TEXT SHOWN —
27th United States Deputy Secretary of Defense
- In office March 31, 2000 – March 1, 2001
- President: Bill Clinton George W Bush
- Preceded by: John Hamre
- Succeeded by: Paul Wolfowitz

Under Secretary of Defense for Personnel and Readiness
- In office August 5, 1997 – March 31, 2000
- President: Bill Clinton
- Preceded by: Edwin Dorn
- Succeeded by: Bernard D. Rostker

Under Secretary of the Air Force
- In office 1994–1997
- President: Bill Clinton
- Preceded by: Anne N. Foreman
- Succeeded by: F. Whitten Peters

Personal details
- Born: August 28, 1952 (age 74) Pasadena, California, U.S.
- Party: Democratic
- Spouse: Anne de Leon
- Children: 2
- Education: Loyola Marymount University (BA)

= Rudy de Leon =

United States politician

Rupert "Rudy" Frank de Leon Jr. (born August 28, 1952) is an American former senior Department of Defense official, military adviser, lobbyist, and foreign policy adviser. He served as the Deputy Secretary of Defense, described as the "second-highest civilian defense position", from March 31, 2000 until March 16, 2001, and before appointed as Deputy Secretary he had served as Under Secretary of Defense for Personnel and Readiness from 1997 until 2000 and as Under Secretary of the Air Force from 1994 to 1997 in the administration of Bill Clinton.

Since 2007, he has served as Senior Vice President of National Security and International Policy at the Center for American Progress in Washington.

==Education==
Born in Pasadena, California, De Leon studied at El Camino College for two years and then transferred to Loyola Marymount University, earning a B.A. degree in history in 1974. He continued his education at the University of Maryland in 1977. De Leon later completed the executive program in national and international security affairs at the John F. Kennedy School of Government at Harvard University in 1984.

WHAT THIS EXERCISE ASKS —
1 – Decide whether each statement below agrees with the Rudy de Leon biography above, answering yes or no and quoting the words of the biography that settle it. (a) De Leon earned a B.A. in history from Loyola Marymount University in 1974. (b) Edwin Dorn succeeded de Leon as Under Secretary of Defense for Personnel and Readiness. (c) De Leon completed the Kennedy School executive program in 1977.
2 – Continue the Rudy de Leon biography above with the section that follows its education paragraph.

RECORDS —
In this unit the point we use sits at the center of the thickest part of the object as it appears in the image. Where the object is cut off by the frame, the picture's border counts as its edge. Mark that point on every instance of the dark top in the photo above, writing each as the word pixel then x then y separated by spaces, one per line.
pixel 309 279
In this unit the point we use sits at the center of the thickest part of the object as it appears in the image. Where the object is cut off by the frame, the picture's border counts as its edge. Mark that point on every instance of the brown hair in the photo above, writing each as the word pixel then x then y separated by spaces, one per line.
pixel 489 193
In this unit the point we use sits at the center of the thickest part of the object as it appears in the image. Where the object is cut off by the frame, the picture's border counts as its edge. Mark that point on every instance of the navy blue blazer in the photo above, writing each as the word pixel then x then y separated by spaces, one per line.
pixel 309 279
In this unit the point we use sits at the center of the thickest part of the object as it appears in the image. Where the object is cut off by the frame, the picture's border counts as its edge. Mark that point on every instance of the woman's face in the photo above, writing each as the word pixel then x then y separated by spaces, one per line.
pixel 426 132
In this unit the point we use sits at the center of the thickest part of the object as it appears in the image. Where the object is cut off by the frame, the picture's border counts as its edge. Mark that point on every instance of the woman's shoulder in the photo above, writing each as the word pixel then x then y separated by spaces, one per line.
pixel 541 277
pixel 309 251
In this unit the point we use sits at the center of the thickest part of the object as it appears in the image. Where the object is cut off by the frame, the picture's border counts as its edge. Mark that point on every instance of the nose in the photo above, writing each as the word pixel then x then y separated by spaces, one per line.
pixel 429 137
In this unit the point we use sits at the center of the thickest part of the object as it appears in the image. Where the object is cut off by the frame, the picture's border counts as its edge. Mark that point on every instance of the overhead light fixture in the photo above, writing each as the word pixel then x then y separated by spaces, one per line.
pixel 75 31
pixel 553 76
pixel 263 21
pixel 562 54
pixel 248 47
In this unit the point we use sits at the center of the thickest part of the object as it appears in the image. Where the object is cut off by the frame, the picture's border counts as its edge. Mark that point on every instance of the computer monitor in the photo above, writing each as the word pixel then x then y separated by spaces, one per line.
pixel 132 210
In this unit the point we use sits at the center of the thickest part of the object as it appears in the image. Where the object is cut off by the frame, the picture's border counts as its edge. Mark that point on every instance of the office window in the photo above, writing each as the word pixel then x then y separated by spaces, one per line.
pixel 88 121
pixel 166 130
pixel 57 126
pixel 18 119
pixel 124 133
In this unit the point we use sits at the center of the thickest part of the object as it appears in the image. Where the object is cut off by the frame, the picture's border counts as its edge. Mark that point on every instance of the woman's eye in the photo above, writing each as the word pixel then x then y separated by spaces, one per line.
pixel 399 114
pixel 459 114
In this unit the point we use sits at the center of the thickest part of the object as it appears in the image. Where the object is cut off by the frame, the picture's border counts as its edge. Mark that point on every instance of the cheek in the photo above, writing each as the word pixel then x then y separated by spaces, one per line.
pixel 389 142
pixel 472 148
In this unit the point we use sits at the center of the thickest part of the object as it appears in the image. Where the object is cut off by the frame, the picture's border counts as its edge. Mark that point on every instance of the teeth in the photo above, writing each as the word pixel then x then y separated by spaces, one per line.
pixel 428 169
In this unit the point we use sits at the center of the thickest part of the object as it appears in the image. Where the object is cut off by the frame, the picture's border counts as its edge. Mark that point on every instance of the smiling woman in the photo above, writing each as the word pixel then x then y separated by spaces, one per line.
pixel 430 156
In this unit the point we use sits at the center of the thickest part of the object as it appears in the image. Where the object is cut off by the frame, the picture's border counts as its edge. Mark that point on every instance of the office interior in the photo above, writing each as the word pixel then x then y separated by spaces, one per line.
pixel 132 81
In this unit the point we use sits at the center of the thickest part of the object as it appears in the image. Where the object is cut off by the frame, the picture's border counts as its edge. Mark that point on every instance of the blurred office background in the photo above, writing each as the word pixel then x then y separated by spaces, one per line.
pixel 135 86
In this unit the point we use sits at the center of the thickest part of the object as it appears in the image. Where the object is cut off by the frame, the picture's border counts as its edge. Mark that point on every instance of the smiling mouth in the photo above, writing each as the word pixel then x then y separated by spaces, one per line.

PER-TASK ANSWERS —
1 –
(a) Yes: "transferred to Loyola Marymount University, earning a B.A. degree in history in 1974"
(b) No: "Preceded by: Edwin Dorn"
(c) No: "at the John F. Kennedy School of Government at Harvard University in 1984"

2 –
==Government career==
De Leon began his career in the federal government in 1975, and held various positions for 25 years until 2001. He had staff positions in the Senate and House of Representatives. From 1985 through 1993, he served on the Committee on Armed Services as a member of the professional staff and director. In 1987–1988, he attended MIT Seminar XXI. In 1986, he participated in the debate and passage of the 1986 Goldwater-Nichols Act, which made fundamental changes in military organization and operations. He was a top aide to Les Aspin in 1993. He was nominated by then-president Bill Clinton, and confirmed by the Senate, for the positions of undersecretary of the Air Force from 1994 to 1997, and undersecretary of defense for personnel and readiness from 1997 to 2000. He worked with civilian Pentagon officials on matters such as ending discrimination within the military, decisions about awarding Medals of Honor to military service personnel, as well as preventing biological terrorism by inoculations against anthrax. As Deputy Defense Secretary, he had authority over matters such as decisions by the Air Force regarding military spy planes. According to a website from the Center for American Progress, he received the Defense Civilian Distinguished Service Award in 1994, 1995, and 2001, and received the National Intelligence Distinguished Service Medal in 2001, and was recognized by the National League of POW-MIA Families in 1999 and by the National Military Families Association in 2000.

==Lobbying==
De Leon worked for the Boeing Company as a senior vice president from 2001 to 2006, managing the Washington office.

==Other activities==
De Leon has served as a college lecturer as well as foreign policy expert for the Center for American Progress. He has written numerous articles on matters of foreign policy and military policy.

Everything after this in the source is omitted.